START

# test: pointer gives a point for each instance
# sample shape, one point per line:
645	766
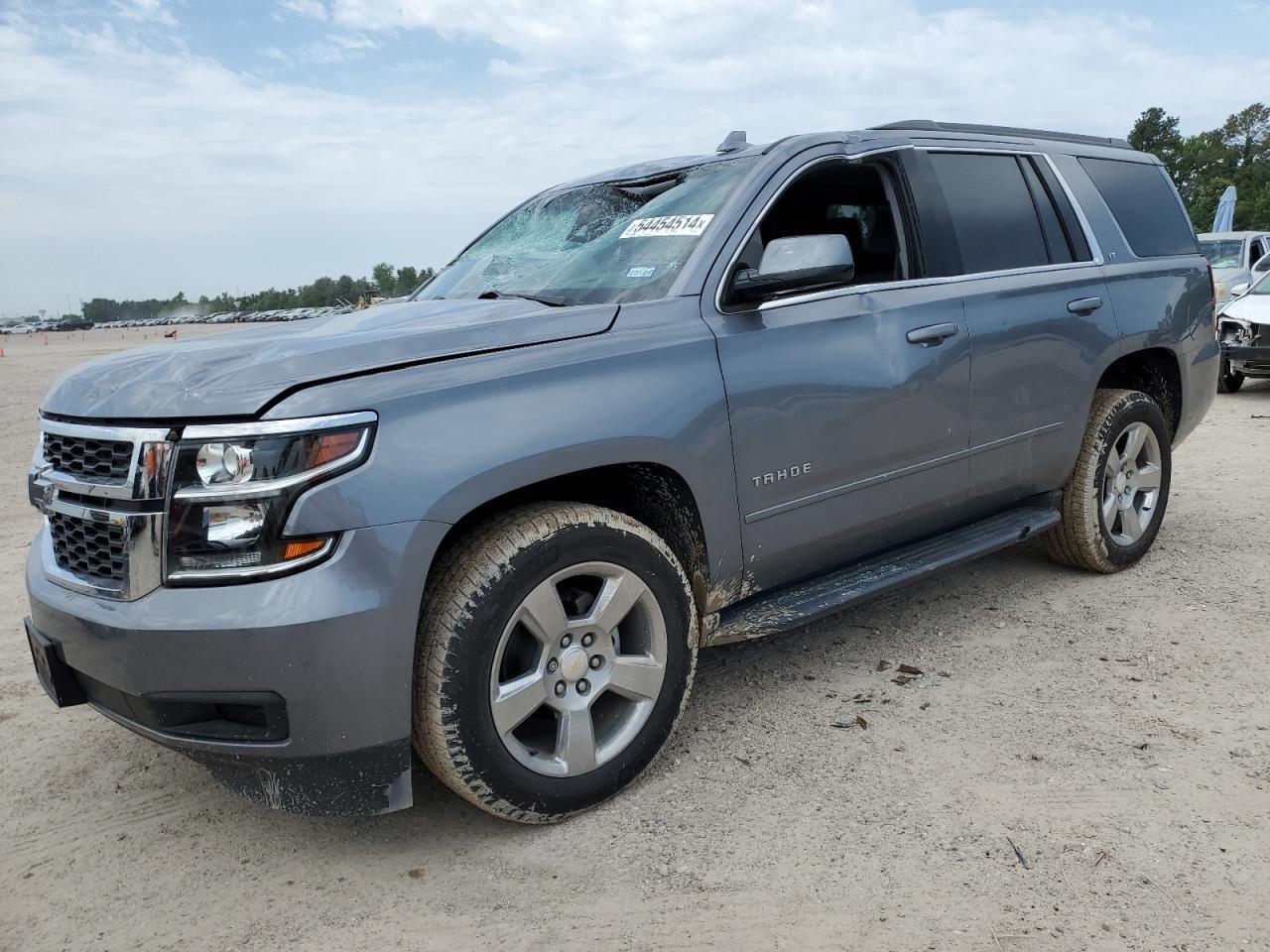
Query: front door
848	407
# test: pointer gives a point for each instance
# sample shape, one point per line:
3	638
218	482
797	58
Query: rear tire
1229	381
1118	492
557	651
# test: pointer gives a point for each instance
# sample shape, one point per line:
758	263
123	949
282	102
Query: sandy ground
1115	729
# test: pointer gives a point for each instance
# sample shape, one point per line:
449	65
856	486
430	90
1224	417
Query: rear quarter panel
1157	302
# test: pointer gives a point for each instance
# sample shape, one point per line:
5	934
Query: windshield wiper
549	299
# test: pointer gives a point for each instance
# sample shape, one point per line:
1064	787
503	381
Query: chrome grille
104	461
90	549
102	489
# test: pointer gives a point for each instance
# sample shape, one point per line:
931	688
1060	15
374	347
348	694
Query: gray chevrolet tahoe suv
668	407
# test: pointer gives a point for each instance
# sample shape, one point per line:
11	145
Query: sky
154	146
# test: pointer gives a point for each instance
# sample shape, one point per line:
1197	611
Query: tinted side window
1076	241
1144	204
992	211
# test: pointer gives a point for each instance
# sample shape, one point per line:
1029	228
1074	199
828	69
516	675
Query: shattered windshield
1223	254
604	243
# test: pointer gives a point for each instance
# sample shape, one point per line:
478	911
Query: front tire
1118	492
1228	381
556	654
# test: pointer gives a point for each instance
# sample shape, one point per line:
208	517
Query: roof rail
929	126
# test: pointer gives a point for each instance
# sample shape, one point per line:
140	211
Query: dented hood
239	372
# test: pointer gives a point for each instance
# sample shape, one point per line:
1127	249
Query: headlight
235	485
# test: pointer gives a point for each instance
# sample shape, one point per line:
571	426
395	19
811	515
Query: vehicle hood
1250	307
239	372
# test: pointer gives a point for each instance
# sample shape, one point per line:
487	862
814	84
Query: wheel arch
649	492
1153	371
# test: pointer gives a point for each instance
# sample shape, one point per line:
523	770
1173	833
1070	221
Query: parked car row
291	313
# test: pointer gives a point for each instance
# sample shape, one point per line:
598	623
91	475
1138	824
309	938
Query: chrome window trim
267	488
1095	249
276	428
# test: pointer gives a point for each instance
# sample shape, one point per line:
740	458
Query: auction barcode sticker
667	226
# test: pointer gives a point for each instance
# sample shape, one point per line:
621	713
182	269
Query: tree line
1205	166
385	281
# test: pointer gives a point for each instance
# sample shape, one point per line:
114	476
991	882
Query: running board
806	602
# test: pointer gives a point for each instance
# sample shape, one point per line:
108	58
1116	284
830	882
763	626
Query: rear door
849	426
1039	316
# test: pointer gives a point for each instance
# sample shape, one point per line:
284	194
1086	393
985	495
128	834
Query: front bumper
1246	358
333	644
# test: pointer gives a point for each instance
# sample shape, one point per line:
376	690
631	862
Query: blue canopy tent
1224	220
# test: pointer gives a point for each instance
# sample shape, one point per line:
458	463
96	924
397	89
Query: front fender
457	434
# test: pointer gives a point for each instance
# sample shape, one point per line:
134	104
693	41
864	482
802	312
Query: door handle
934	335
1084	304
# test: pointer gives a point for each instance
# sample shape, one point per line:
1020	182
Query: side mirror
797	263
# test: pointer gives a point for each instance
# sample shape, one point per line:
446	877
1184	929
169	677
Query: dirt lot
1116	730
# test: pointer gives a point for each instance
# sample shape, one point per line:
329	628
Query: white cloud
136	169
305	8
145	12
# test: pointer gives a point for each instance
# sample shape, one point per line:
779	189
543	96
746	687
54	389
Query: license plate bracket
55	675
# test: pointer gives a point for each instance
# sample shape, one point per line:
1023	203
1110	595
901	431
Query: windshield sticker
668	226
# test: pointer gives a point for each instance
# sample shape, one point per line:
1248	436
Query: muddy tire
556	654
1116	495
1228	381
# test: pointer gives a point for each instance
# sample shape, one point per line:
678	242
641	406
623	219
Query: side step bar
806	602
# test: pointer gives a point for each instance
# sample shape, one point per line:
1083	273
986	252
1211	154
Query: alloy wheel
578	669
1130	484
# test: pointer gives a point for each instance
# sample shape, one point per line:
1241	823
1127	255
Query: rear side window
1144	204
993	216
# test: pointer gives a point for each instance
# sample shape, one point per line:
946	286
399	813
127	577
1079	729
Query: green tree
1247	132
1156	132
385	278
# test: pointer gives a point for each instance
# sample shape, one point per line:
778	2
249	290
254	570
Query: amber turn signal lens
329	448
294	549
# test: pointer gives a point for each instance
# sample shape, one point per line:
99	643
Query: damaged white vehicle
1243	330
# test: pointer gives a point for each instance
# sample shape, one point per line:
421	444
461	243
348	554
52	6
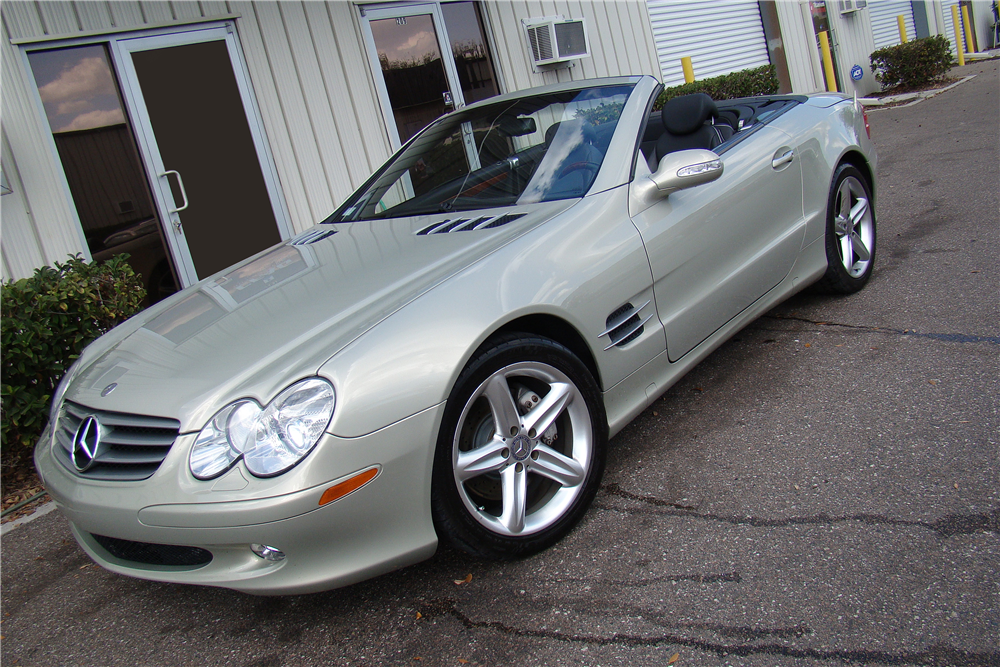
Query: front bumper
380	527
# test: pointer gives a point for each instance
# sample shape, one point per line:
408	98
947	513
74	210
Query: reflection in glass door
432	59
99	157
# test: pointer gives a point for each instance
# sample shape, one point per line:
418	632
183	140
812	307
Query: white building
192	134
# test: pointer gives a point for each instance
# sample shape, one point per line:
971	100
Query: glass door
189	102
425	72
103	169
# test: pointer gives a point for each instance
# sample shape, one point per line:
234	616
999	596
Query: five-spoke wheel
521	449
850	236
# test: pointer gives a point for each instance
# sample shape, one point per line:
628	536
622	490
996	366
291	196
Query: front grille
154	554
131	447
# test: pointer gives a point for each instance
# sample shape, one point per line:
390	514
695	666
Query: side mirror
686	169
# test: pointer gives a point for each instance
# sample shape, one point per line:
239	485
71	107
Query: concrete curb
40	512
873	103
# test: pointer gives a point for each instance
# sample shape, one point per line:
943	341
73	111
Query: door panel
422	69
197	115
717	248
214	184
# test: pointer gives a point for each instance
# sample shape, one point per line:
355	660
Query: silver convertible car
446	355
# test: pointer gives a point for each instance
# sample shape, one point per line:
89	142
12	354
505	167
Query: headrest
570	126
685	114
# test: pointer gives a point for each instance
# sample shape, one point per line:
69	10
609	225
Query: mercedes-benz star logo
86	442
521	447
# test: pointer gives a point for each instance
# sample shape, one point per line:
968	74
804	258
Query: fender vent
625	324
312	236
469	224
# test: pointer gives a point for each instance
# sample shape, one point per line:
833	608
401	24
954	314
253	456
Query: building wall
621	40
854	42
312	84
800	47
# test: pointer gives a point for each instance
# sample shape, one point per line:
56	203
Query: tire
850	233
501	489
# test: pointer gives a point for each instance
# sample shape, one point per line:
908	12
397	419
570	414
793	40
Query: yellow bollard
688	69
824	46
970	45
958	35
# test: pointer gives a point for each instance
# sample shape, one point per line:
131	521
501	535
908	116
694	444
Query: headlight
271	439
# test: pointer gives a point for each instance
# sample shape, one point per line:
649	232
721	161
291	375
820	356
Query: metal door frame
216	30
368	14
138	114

END
START

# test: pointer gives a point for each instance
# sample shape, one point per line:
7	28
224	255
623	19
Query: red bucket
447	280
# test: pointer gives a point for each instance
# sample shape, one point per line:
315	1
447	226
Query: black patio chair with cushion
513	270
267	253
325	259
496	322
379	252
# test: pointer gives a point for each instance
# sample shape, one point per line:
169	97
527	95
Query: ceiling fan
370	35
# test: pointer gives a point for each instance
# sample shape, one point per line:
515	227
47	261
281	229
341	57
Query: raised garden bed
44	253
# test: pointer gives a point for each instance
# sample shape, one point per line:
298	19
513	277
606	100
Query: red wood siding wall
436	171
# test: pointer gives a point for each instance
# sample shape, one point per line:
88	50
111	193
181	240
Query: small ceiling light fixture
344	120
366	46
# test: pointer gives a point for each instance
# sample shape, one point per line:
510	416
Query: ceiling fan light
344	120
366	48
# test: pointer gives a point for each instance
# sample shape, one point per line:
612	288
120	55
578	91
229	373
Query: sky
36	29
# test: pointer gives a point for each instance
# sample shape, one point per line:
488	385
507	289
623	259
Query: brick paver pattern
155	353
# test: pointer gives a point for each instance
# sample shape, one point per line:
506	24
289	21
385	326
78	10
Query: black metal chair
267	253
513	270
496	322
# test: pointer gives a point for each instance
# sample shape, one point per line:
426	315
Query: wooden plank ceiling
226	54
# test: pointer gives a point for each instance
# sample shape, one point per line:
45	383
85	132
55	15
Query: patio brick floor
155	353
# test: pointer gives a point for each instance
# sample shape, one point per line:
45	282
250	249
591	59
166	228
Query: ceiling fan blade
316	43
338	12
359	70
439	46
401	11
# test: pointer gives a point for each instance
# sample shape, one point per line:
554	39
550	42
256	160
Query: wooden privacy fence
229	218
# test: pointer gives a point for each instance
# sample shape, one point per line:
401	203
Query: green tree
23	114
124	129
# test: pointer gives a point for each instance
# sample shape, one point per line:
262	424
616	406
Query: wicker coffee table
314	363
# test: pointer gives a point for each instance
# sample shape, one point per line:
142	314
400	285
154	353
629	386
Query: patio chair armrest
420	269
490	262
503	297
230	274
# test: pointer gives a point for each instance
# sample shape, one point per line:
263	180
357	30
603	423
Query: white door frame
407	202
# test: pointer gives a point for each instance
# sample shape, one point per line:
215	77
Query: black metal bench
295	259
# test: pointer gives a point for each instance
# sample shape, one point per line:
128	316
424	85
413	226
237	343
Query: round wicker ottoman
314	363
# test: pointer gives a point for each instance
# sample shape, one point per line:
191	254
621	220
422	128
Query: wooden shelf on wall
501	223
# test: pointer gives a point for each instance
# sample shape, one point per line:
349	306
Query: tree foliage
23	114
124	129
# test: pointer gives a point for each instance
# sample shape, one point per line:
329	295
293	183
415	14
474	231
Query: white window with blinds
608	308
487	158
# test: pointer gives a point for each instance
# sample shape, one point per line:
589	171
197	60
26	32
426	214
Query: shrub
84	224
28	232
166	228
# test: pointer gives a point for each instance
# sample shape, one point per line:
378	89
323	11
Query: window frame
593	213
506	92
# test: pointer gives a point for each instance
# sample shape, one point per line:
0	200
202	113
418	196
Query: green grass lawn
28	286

END

◆ **Instructions to follow**: Copy out each line of the entries above that contains the word "vehicle". Matching is case-sensitive.

◆ **Finished task**:
Query: vehicle hood
Query: damaged white vehicle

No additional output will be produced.